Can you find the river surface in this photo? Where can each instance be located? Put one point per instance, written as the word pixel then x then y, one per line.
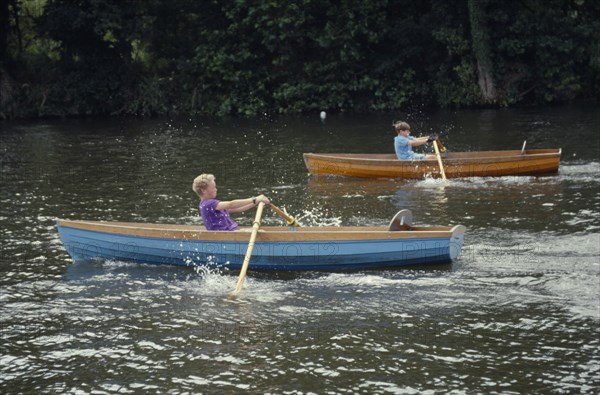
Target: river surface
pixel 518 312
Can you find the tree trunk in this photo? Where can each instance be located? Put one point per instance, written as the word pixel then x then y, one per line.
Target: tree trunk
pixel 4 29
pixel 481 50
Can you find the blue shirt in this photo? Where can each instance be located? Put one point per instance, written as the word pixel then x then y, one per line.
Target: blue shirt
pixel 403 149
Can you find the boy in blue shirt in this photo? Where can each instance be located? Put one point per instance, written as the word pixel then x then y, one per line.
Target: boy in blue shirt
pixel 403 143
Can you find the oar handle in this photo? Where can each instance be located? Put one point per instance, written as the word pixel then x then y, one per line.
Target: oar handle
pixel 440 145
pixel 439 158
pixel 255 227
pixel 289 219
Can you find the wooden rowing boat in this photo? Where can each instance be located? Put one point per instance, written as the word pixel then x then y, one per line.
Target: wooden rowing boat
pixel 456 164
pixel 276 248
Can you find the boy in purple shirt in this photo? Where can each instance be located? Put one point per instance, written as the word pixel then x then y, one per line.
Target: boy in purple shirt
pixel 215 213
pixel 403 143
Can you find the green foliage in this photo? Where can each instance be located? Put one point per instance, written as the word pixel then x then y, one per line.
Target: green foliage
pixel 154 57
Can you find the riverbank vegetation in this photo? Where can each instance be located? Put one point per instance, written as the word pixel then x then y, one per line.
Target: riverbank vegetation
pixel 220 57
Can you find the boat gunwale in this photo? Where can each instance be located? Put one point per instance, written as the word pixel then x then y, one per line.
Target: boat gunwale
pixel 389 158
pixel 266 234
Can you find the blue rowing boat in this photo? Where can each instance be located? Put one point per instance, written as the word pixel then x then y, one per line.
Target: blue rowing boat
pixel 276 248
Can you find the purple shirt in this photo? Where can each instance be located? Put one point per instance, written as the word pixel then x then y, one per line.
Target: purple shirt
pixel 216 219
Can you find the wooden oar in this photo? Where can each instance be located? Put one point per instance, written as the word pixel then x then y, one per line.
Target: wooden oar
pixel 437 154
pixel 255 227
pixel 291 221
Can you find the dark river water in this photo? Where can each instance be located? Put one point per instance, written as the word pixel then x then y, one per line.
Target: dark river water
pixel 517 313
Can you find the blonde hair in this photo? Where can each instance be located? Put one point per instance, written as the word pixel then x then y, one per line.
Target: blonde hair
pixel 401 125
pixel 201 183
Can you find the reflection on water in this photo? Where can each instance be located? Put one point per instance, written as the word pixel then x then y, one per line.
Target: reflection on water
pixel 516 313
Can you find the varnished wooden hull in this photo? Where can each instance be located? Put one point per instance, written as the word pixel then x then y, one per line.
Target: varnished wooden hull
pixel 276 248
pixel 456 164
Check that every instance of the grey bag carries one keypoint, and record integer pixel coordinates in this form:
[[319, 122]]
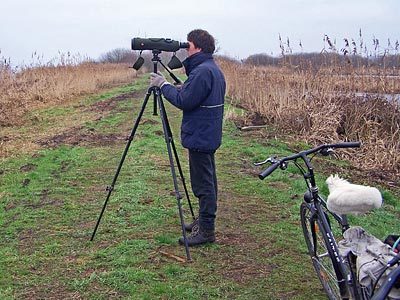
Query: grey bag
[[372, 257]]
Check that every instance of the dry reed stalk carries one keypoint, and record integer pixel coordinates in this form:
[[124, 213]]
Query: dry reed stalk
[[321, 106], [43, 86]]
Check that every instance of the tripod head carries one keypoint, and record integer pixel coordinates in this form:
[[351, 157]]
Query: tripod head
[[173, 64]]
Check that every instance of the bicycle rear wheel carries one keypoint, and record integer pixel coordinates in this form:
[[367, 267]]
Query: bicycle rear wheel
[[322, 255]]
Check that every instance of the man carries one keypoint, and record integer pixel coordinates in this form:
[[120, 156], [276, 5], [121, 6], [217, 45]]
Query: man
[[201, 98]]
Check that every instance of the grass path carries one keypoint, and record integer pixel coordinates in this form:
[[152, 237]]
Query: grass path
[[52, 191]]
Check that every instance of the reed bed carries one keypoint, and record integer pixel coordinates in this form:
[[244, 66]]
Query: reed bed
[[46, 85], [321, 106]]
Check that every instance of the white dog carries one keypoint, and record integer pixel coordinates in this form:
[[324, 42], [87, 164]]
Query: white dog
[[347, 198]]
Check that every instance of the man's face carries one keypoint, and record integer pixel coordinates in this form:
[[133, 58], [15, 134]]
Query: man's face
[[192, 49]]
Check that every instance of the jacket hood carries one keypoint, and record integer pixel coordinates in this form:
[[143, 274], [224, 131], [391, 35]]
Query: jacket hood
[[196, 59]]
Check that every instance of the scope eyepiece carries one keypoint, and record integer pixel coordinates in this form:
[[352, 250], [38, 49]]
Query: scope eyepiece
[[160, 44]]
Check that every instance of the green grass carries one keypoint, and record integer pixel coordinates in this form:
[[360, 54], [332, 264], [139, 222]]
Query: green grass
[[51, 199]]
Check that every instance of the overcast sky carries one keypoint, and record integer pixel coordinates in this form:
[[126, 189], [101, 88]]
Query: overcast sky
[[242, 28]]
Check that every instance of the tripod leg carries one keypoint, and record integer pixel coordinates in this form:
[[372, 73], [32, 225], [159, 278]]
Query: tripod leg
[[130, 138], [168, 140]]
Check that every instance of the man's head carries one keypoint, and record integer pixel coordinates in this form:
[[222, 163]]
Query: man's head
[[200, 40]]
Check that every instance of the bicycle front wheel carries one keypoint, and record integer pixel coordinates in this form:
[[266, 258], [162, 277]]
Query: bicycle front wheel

***

- [Problem to solve]:
Reproduce everything from the start of the rows above down to the line containing "pixel 481 50", including both ends. Leave the pictures out of your copy.

- [Exercise response]:
Can you find the river surface in this photo? Where can each instance be located? Put one point per instance, written as the word pixel then x then y, one per line.
Target: river surface
pixel 518 312
Can you find the tree trunk in this photo? Where can each instance be located? Put one point per instance, written as the word pixel then x then y, one per line.
Target: tree trunk
pixel 4 29
pixel 481 50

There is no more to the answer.